Required task:
Copy the records from the first line through the line that has "[372,284,450,300]", swapping "flame" for "fire" and leaving everything else unchanged.

Data lines:
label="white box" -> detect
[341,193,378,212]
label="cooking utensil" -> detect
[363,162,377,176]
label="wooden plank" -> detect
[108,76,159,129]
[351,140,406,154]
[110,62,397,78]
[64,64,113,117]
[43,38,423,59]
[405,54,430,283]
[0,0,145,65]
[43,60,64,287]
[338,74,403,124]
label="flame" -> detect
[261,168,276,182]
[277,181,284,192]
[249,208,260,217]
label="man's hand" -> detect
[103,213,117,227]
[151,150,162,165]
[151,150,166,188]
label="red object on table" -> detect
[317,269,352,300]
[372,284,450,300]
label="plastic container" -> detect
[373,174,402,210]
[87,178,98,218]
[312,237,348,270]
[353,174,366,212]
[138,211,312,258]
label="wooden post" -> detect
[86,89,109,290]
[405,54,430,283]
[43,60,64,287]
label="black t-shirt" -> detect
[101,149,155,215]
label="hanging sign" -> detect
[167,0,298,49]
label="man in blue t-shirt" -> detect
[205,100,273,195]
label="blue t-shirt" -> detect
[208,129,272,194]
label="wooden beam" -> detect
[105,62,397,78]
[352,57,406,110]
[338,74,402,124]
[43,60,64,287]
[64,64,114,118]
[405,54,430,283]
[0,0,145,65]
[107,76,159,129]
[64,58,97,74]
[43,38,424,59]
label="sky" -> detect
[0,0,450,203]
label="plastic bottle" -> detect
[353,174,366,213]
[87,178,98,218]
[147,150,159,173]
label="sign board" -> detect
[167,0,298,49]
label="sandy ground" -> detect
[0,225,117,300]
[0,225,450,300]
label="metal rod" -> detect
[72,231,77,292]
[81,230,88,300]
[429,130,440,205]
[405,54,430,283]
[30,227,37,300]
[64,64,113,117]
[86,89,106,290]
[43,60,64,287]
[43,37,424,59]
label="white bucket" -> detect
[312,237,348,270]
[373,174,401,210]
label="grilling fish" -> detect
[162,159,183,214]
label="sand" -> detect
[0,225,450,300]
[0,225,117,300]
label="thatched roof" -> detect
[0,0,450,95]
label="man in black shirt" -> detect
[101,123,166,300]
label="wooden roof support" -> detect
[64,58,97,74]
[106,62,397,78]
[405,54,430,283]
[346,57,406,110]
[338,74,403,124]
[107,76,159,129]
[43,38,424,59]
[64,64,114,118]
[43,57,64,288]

Task result:
label="white box" -> detect
[341,193,378,212]
label="cooking utensil" -> detect
[363,162,377,176]
label="wooden plank" -> detect
[108,76,159,129]
[351,140,406,154]
[110,62,397,78]
[64,64,113,117]
[43,38,423,59]
[405,54,430,283]
[0,0,145,65]
[43,60,64,287]
[338,74,403,124]
label="fire" -> detect
[261,168,276,182]
[277,181,284,192]
[249,208,260,217]
label="man's hand" -> detect
[103,213,117,227]
[151,150,162,165]
[151,150,166,188]
label="red object on table" -> detect
[317,269,352,300]
[372,284,450,300]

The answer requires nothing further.